▸ **Tasks**
1/ Restate the forum thread from "Making them up" up to and including "Nederlands / Dutch (Belgium)", replacing "graph" with "chart".
2/ Pull out every line of the records that contains the string "green". Case counts.

Web 2.0 crowned one millionth English word

  • miguel89

    Senior Member
    Spanish
    It can probably count up to a million words, given that it is the language used by the whole world. Now, I don't know if we should grant this fact more importance than it deserves as a mere reflection of the historical circumstances in which we live. The English speaker should be no more proud of this than sad the speaker of the language with a hundred thousand words, half of which were last uttered two hundred years ago.
     

    Athaulf

    Senior Member
    Croatian/Bosnia, Croatia
    To cut the story short, this whole "millionth word" business is a complete fraud. Language Log has had a series of postings about it. This one probably gives the best expose:
    http://languagelog.ldc.upenn.edu/nll/?p=972


    I'm a physics major student and I'm curious what sort of math formula the Global Language Monitor does use.
    Making them up out of whole cloth, evidently. Be sure to look at the graph on the above page if you have any doubts.
     

    Frank06

    Senior Member
    Nederlands / Dutch (Belgium)
    Hi,
    Does English really contain more words than any other language in the world?

▸ **Data supplied**
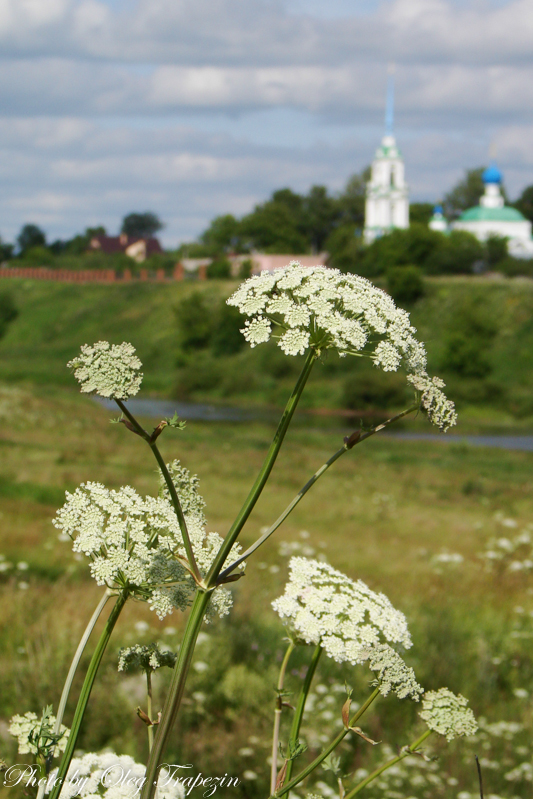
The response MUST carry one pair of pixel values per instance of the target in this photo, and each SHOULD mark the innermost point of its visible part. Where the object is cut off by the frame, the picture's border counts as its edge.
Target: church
(387, 199)
(387, 194)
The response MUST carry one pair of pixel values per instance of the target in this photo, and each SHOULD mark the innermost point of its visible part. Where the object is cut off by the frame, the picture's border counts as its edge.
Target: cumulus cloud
(202, 108)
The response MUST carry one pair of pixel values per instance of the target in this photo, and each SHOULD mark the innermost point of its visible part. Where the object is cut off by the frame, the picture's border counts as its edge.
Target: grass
(491, 382)
(382, 514)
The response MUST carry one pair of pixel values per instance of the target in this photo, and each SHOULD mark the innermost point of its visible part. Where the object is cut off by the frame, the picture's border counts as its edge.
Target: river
(158, 409)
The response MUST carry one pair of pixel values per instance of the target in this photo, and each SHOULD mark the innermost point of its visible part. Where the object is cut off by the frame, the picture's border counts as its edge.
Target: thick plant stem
(277, 717)
(76, 659)
(175, 692)
(86, 691)
(300, 705)
(170, 485)
(407, 750)
(262, 477)
(290, 784)
(150, 728)
(310, 483)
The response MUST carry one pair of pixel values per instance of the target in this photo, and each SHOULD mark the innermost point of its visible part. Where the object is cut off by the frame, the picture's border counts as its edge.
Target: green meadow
(410, 518)
(478, 332)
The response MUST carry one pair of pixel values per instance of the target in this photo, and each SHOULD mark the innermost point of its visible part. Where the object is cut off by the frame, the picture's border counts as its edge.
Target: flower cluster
(322, 605)
(145, 658)
(109, 370)
(440, 410)
(36, 735)
(393, 674)
(321, 308)
(113, 777)
(134, 542)
(515, 553)
(448, 714)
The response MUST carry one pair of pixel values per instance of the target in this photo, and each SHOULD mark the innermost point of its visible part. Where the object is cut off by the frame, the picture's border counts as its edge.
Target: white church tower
(387, 196)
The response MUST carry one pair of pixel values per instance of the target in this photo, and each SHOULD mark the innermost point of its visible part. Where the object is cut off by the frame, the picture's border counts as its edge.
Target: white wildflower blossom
(36, 734)
(448, 714)
(322, 605)
(112, 776)
(440, 410)
(393, 674)
(321, 308)
(109, 370)
(134, 542)
(145, 658)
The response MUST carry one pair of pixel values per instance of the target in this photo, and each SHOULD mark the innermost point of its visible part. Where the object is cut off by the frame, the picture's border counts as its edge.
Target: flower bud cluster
(322, 605)
(321, 308)
(134, 542)
(448, 714)
(145, 658)
(393, 674)
(36, 734)
(108, 370)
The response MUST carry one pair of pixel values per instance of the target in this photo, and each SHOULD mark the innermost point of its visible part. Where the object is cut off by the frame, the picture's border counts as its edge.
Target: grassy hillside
(479, 335)
(410, 518)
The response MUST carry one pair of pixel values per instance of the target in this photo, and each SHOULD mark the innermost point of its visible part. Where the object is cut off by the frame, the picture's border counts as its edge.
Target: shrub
(405, 284)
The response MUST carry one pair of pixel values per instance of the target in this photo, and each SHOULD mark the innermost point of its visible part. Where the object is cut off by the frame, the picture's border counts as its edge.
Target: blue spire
(389, 111)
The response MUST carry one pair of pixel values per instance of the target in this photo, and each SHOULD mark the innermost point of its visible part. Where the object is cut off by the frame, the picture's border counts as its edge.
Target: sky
(197, 108)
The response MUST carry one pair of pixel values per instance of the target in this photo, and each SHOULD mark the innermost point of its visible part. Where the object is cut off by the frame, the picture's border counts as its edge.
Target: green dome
(481, 214)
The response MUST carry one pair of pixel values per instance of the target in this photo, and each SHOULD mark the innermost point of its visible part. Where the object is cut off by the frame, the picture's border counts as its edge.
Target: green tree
(143, 225)
(272, 227)
(420, 213)
(465, 194)
(525, 203)
(30, 236)
(351, 201)
(457, 254)
(223, 234)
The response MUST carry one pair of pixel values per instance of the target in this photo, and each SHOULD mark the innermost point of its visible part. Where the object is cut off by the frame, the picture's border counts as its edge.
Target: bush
(220, 268)
(405, 284)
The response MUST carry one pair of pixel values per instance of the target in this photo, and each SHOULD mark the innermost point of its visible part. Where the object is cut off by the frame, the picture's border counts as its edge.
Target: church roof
(481, 214)
(492, 175)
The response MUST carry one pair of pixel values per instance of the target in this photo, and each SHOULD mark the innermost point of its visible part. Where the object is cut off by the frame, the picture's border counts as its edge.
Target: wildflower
(36, 735)
(448, 714)
(113, 776)
(146, 658)
(322, 605)
(109, 370)
(393, 674)
(320, 308)
(135, 542)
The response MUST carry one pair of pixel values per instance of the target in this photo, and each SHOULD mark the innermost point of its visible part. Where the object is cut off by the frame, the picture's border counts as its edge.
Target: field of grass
(386, 512)
(479, 336)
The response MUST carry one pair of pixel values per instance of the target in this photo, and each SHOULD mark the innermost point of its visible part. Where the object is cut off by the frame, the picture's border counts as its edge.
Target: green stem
(86, 691)
(330, 748)
(300, 705)
(171, 488)
(179, 512)
(149, 709)
(76, 659)
(264, 473)
(407, 750)
(175, 692)
(310, 483)
(277, 716)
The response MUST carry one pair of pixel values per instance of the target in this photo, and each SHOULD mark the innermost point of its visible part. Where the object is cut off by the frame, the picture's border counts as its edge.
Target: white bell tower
(387, 195)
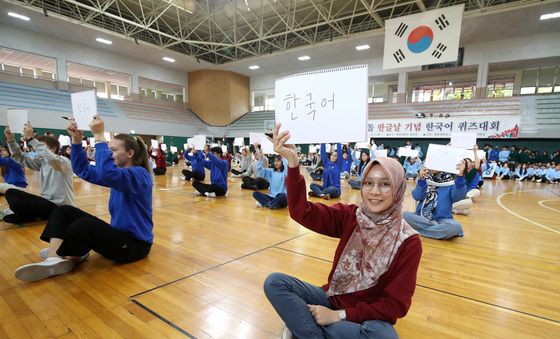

▸ **Exercise responses**
1/
Making them up out of whole cloth, evidently. Be sure to look at the chart on the above page if you have any doubts.
     

    Frank06

    Senior Member
    Nederlands / Dutch (Belgium)

2/
Target: green meadow
Target: green dome
Target: green tree
Target: green stem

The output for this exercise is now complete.